--- START OF Data provided ---
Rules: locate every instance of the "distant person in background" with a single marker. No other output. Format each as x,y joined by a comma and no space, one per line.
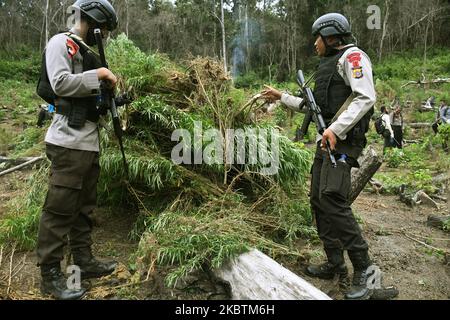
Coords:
442,117
430,103
388,133
397,124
--- END OF Data provided ---
■ **Your objective**:
Can you transcribe every line of the records above word for word, leaving the pictures out of your answer?

■ **Task result**:
Rules: locate every instance of the "distant person in background" with a single marker. No other output. Format each as x,y joined by a comma and no space, one per line.
Coords:
442,117
430,103
388,133
397,124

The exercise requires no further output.